Any thoughts on Denafrips Terminator Plus


Has anyone tried their new dac and is it worth the extra $2000?   How much difference in the two dacs ?
128x12826mo18pts
I went from Benchmark DAC2 to Terminator. I still have the Benchmark so I'll put it back in to see if any useful observations emerge.

In my system, it took about a month to acclimate to the Terminator.  At some point in that process it seemed to exhibit that old "loudness" button sound for low volume. That is, bass and percussion seemed fully "there" before vocals, which gave a sense of instruments moving forward or in front of the singer.  But I realized that if I brought the voice up to "there" then everything sounded glorious without excessive bass or percussion. It's almost like an instrument that you need to fully engage, and then it's revelatory and involving. But this is "in my system" and there's so many variables, especially speaker response.

As for the DDC's, the Iris seems awfully close to the components in the existing USB input of the Terminator, and the Gaia has lots of stuff I don't need, so I'm hoping the upcoming Hermes hits the sweet spot of maximizing to USB to I2s path.
I am trying to understand the point of the DDC units from Denafrips. It seems to me that the benefit, with respect to the Terminator line, seems to be to allow the use the I2S input.  the I2S input is stated to be the best input on those units. Is this the correct?

If you had a different brand DAC that did not have I2S would these DDC units from Denafrips have any benefit? Assuming the DAC has a very good USB input.

• Data entries:
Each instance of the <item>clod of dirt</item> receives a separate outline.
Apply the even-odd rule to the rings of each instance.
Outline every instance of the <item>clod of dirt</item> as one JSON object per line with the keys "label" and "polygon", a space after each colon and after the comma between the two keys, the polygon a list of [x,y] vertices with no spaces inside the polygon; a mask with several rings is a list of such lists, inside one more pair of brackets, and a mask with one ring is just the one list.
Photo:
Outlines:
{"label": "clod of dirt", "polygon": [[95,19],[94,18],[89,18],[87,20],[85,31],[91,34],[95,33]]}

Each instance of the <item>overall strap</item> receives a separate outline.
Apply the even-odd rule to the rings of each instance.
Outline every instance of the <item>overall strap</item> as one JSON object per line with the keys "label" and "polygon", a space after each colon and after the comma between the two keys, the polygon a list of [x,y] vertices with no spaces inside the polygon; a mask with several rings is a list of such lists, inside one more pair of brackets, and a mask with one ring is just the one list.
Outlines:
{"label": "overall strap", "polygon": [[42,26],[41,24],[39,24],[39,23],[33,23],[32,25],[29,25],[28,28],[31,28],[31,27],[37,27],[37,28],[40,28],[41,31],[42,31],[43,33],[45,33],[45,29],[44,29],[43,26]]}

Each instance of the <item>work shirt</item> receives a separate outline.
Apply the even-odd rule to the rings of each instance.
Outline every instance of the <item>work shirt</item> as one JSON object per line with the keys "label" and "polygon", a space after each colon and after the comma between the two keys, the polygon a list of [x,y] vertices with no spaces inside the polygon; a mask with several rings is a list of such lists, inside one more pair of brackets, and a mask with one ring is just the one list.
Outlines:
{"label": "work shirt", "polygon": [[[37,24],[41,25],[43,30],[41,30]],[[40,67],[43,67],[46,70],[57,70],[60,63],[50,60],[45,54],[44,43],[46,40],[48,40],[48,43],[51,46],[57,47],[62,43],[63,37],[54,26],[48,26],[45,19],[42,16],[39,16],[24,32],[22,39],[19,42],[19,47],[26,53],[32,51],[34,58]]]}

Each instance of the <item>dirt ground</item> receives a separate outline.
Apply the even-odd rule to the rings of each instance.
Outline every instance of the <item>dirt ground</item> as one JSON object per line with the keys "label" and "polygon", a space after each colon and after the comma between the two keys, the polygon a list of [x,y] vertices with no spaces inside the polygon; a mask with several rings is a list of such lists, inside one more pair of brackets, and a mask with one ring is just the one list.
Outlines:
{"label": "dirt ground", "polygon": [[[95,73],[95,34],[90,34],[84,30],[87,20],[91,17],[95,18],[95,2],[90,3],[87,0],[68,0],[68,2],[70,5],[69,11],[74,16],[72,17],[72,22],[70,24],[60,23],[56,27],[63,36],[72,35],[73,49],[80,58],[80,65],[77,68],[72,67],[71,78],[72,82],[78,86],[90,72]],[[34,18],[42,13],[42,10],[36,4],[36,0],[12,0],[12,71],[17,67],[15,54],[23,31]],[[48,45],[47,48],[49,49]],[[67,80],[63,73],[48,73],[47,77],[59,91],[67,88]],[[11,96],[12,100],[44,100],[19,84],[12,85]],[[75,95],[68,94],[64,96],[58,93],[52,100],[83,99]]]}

• EXERCISE BRIEF: Please quote the Denafrips Terminator Plus discussion word for word, starting with "As for the DDC's, the" and going on through "to I2s path.".

• RESULT:
As for the DDC's, the Iris seems awfully close to the components in the existing USB input of the Terminator, and the Gaia has lots of stuff I don't need, so I'm hoping the upcoming Hermes hits the sweet spot of maximizing to USB to I2s path.